> **Extrait choisi**
=-=-=
Courriel Saurelois
Une chronique sur l'histoire de Sorel
de Roland Plante

20 septembre, 2019

En collaboration avec :

L’électrification de la ville et le début du métier d’électricien
Madeleine Blanche Lussier et Roland Plante

L’électrification de Sorel a suivi le développement de l’éclairage dans la métropole, Montréal. En effet, dès 1847, la Montreal Gaz company est créée. Dès les années 1850-60, on utilise des turbines et des roues hydrauliques pour propulser les moulins à scie et à grain.

En 1879, Thomas Edison invente une ampoule électrique, il débute aussi dans la même période la production de génératrices électriques à courant continu (CC), ce qui aide à introduire l’hydroélectricité en Amérique du Nord.

D’autres découvertes suivent rapidement. Ainsi, le 4 septembre 1882, la compagnie d’Edison, l' « Edison Electric Light Company » fonde la première centrale électrique à charbon du monde, la Pearl Street Station, à base de 6 dynamos Jumbo, pour produire du courant continu dans le quartier de Wall Street à Manhattan, pouvant éclairer 85 maisons, bureaux ou boutiques. Un an plus tard, d'autres centrales toujours plus puissantes éclairent plus de 430 immeubles new-yorkais avec plus de 10 000 ampoules.

Plus près de nous, en 1878 à Montréal, on utilise pour la première fois l’éclairage électrique au Canada.
=-=-=
Enregistrements sources
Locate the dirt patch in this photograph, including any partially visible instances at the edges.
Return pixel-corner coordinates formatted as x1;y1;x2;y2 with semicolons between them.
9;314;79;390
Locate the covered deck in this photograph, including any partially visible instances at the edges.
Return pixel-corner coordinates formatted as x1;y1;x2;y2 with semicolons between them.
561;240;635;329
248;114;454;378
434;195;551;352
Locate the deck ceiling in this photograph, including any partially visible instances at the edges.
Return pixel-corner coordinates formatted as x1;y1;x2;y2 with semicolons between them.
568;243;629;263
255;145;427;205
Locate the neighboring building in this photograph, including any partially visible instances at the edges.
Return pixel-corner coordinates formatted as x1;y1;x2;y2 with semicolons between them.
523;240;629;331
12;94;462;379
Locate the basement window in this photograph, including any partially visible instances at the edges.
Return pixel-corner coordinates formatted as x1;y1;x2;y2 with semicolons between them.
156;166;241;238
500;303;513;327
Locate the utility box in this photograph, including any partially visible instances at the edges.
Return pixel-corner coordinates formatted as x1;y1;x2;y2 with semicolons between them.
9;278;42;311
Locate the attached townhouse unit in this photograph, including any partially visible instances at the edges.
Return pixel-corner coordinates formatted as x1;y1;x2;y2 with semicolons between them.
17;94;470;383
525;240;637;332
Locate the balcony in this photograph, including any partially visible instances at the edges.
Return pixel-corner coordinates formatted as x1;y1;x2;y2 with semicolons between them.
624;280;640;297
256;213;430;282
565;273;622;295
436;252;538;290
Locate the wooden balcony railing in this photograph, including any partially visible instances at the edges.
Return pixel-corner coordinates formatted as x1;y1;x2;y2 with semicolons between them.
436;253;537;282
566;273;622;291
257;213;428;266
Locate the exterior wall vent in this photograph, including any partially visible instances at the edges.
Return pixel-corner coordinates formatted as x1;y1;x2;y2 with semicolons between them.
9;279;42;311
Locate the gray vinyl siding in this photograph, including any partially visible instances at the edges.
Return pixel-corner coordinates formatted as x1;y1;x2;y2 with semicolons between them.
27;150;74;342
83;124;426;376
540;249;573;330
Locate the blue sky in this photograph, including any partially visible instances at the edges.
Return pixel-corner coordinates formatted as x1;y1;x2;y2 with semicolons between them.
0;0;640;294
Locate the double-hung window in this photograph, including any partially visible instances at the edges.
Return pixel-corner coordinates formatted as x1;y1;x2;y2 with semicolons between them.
=-=-=
> **Travail à faire**
1) Selon la chronique sur l'électrification de Sorel, combien de maisons, bureaux ou boutiques la Pearl Street Station pouvait-elle éclairer ?
2) Recopiez le passage de la chronique sur l'électrification de Sorel qui va de « 20 septembre, 2019 » jusqu'à « et à grain. ».

> **Les solutions**
1) 85 maisons, bureaux ou boutiques.

2)
20 septembre, 2019

En collaboration avec :

L’électrification de la ville et le début du métier d’électricien
Madeleine Blanche Lussier et Roland Plante

L’électrification de Sorel a suivi le développement de l’éclairage dans la métropole, Montréal. En effet, dès 1847, la Montreal Gaz company est créée. Dès les années 1850-60, on utilise des turbines et des roues hydrauliques pour propulser les moulins à scie et à grain.